------ SUPPLIED MATERIAL ------
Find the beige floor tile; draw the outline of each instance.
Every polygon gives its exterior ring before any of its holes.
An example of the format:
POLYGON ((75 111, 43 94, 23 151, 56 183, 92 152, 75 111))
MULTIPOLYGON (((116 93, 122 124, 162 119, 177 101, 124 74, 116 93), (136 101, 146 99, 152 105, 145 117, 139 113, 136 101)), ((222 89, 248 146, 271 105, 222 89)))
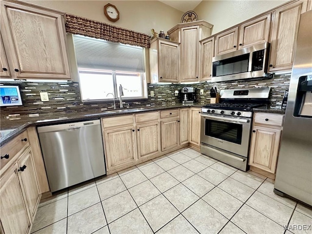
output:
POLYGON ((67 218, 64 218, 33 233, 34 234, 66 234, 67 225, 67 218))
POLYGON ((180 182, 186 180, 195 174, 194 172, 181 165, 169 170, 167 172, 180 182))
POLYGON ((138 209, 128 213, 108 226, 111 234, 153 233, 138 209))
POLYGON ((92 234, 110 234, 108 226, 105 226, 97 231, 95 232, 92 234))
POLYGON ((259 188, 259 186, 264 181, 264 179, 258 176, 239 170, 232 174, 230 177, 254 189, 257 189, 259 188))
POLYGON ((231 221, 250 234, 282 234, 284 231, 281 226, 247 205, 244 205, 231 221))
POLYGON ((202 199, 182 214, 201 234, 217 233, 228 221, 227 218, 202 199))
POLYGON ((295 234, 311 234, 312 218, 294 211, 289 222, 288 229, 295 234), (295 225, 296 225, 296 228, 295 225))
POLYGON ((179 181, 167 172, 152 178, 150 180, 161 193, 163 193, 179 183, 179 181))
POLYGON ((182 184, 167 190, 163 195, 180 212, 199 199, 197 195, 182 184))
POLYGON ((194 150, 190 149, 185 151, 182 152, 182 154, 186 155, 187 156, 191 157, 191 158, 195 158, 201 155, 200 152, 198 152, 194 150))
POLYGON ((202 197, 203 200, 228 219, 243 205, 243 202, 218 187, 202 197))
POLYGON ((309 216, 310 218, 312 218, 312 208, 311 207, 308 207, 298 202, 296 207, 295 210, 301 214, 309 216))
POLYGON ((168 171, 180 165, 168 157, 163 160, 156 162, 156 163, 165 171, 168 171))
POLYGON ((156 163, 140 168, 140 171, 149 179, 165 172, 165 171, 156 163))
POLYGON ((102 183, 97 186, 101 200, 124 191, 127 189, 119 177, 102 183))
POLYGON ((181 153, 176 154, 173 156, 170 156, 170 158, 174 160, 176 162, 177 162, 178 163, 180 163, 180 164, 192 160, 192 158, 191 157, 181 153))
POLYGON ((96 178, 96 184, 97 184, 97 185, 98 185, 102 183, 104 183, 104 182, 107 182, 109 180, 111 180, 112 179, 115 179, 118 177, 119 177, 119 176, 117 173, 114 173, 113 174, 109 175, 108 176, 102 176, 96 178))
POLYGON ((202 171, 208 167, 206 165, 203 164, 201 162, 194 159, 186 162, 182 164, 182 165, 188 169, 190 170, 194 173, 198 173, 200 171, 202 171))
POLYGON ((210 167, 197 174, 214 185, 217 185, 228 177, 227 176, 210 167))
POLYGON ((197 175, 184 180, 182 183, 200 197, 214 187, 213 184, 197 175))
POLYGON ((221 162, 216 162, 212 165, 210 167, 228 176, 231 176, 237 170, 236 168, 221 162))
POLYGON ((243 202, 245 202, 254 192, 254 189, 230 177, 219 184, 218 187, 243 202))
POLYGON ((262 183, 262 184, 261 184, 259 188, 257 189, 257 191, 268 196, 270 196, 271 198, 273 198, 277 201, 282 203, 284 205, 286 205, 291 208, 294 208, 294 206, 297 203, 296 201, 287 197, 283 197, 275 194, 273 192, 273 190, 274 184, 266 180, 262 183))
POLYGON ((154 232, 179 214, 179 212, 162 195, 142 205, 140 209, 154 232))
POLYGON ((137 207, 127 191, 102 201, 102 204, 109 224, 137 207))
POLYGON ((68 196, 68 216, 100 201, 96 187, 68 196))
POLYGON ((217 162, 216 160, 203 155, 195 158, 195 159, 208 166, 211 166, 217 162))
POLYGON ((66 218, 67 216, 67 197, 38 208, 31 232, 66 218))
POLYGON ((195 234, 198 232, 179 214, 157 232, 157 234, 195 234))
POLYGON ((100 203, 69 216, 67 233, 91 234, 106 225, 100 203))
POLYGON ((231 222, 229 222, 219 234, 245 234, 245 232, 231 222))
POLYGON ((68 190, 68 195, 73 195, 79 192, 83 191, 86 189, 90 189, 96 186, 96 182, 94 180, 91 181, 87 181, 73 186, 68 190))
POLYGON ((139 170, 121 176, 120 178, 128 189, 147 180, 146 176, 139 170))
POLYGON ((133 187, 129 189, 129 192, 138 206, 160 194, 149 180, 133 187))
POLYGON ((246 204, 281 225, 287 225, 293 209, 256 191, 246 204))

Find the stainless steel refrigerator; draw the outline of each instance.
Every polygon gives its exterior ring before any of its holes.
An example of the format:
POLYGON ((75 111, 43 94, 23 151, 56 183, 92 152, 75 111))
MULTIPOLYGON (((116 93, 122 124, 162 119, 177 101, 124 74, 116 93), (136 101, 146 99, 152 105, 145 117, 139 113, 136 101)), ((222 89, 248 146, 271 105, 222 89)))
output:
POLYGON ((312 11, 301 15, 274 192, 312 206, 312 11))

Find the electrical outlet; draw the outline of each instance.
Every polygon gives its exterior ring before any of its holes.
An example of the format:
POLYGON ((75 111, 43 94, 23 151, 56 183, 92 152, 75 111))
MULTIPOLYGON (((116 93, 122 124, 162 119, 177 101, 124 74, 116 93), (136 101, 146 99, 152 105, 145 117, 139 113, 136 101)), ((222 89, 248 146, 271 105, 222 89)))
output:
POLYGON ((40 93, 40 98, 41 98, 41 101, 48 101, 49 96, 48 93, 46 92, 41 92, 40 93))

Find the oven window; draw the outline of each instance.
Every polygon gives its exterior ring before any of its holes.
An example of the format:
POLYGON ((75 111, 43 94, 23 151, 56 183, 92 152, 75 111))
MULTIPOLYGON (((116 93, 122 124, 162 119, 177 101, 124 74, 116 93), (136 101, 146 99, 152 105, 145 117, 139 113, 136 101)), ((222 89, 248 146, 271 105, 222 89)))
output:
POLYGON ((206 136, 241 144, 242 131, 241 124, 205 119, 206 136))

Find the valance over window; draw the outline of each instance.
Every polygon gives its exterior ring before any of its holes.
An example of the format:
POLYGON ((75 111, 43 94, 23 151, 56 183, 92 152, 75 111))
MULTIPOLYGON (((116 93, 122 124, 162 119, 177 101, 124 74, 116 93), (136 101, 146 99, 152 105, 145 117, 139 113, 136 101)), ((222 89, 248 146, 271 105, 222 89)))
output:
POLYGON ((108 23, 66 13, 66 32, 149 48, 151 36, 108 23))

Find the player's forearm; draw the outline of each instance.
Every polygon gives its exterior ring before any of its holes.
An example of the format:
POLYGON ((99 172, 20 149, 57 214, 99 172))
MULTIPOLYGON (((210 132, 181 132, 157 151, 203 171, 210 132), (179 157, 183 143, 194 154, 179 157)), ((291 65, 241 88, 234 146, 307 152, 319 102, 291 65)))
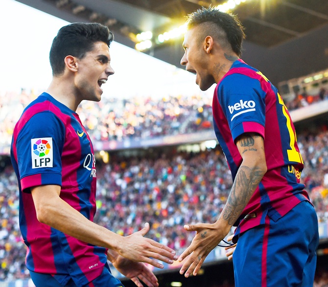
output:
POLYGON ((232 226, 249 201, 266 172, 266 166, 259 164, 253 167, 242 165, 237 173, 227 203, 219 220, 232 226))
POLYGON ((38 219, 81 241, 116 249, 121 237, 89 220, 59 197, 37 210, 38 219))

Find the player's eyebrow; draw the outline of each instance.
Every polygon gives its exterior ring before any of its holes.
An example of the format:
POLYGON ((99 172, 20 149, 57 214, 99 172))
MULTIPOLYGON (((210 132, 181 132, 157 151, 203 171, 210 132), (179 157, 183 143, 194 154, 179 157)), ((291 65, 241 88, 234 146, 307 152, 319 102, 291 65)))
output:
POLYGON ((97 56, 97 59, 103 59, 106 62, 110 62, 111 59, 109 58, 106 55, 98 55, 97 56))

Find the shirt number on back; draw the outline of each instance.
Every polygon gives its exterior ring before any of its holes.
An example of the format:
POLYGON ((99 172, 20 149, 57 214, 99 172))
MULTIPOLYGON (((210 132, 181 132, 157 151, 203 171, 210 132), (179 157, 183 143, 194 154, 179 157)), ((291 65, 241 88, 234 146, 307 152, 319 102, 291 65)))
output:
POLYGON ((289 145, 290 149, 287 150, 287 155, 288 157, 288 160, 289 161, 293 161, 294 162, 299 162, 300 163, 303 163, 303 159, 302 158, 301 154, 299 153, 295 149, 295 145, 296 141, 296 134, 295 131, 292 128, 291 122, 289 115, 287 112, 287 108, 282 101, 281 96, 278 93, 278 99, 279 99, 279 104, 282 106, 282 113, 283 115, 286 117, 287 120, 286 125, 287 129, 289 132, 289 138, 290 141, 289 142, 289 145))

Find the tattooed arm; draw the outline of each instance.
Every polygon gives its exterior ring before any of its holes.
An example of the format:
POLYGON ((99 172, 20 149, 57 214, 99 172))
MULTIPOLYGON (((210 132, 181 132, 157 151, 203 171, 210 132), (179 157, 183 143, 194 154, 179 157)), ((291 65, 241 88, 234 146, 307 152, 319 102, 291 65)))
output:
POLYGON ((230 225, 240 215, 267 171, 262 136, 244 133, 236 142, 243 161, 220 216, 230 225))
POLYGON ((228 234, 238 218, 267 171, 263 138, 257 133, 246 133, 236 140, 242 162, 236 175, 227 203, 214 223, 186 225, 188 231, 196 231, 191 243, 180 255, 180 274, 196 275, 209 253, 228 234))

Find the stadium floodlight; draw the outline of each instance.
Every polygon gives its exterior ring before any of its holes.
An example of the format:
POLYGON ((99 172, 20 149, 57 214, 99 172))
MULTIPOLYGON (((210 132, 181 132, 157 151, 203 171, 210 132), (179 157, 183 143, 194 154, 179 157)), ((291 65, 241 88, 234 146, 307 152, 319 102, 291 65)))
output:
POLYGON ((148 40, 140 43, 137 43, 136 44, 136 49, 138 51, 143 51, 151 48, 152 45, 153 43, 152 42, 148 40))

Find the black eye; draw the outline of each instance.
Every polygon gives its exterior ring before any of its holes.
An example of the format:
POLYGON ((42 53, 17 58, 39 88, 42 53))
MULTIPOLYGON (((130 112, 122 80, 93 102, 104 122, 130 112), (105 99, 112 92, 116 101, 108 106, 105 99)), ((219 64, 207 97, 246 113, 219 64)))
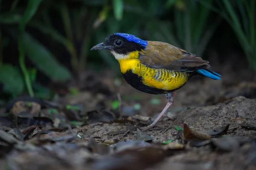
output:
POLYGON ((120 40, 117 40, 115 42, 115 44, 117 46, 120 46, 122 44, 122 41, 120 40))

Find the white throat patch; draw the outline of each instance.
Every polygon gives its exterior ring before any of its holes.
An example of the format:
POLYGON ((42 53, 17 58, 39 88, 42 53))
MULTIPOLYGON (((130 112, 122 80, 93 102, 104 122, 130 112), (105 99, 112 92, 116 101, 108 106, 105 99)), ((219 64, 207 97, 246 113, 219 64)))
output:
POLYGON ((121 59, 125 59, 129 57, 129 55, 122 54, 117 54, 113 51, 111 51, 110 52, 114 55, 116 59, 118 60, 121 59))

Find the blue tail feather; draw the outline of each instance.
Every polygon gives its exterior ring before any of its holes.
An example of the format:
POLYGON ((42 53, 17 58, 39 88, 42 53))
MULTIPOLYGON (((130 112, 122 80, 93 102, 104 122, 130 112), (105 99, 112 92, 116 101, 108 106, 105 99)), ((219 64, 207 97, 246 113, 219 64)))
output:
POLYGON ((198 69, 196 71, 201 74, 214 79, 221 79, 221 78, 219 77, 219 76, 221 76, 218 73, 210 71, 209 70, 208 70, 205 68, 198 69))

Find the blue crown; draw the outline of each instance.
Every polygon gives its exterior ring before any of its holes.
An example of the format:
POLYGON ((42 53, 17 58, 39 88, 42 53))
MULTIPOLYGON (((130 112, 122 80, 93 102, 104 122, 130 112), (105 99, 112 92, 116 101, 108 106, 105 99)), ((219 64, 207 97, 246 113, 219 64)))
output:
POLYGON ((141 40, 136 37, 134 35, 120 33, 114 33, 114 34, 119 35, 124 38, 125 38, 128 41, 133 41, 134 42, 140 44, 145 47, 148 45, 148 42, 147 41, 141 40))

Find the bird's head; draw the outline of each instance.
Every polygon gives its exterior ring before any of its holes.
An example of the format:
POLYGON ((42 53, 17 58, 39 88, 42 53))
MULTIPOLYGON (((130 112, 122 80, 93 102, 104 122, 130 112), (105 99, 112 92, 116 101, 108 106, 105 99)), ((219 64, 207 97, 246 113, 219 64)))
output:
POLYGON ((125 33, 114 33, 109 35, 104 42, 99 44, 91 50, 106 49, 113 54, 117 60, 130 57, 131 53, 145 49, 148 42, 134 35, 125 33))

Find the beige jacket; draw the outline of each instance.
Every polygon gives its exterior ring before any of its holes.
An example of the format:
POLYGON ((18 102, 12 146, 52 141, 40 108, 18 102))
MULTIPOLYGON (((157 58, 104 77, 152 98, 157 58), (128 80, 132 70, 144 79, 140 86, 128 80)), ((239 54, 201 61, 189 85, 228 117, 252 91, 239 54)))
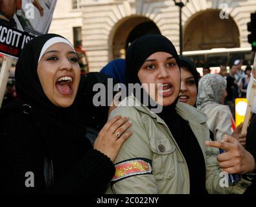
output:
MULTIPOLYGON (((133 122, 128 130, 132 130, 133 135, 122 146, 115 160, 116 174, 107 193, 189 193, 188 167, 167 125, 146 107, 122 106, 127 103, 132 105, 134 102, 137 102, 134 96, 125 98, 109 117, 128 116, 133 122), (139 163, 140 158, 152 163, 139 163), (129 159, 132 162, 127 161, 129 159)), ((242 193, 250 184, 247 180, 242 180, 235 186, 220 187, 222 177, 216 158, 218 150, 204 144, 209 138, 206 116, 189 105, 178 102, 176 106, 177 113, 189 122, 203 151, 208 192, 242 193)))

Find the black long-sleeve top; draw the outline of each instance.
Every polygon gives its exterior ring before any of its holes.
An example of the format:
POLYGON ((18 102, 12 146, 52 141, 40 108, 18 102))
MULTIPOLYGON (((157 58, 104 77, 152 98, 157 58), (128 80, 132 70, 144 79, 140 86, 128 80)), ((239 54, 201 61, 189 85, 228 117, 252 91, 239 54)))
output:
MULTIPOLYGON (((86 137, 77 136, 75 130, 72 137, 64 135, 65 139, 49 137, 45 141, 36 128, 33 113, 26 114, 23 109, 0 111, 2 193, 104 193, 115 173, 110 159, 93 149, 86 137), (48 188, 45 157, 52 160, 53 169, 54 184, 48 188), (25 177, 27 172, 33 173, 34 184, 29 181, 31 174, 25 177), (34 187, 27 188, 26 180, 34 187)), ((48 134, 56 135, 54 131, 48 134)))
------
_WRITTEN REQUEST_
Set down exactly and only the lines from the line that contains "Find the beige jacket;" through the last line of the entries above, with both of those lines included and the pictures left out.

_THE REPLY_
Find the beige jacket; draw the outline of each instance.
Every polygon gives its exterior ring before any of its holes.
An example of the format:
POLYGON ((18 102, 12 146, 52 141, 40 108, 18 102))
MULTIPOLYGON (((157 58, 104 77, 152 98, 157 58), (128 80, 132 70, 144 79, 140 86, 128 80)), ((239 54, 201 61, 189 85, 228 117, 252 91, 239 54)))
output:
MULTIPOLYGON (((133 122, 128 130, 132 130, 133 135, 122 146, 115 160, 116 174, 107 193, 189 193, 188 167, 167 125, 146 107, 122 106, 127 103, 132 105, 134 102, 137 102, 134 96, 125 98, 109 117, 128 116, 133 122), (139 163, 140 158, 152 163, 139 163), (129 159, 132 162, 127 161, 129 159)), ((242 193, 250 184, 247 180, 242 180, 235 186, 220 187, 222 177, 216 158, 218 150, 204 144, 209 138, 206 116, 189 105, 178 102, 176 106, 177 113, 189 122, 203 151, 208 192, 242 193)))

Find the black long-sleeve top; draw the outline of each instance.
Every polygon gives its exterior ring before any of its holes.
An example of the format:
POLYGON ((18 102, 12 146, 52 141, 40 108, 18 102))
MULTIPOLYGON (((157 58, 104 77, 152 98, 157 58), (128 80, 132 70, 144 79, 140 86, 128 80)), ((239 54, 201 61, 189 85, 228 117, 252 91, 239 54)))
output:
MULTIPOLYGON (((86 137, 77 136, 75 130, 72 137, 64 135, 65 139, 49 137, 45 141, 36 128, 33 113, 26 114, 23 109, 0 111, 2 193, 104 193, 115 173, 110 159, 93 149, 86 137), (48 188, 45 157, 52 160, 53 169, 54 184, 48 188), (25 177, 27 172, 33 173, 34 184, 29 181, 31 174, 25 177), (34 187, 27 188, 26 180, 34 187)), ((48 134, 56 135, 54 131, 48 134)))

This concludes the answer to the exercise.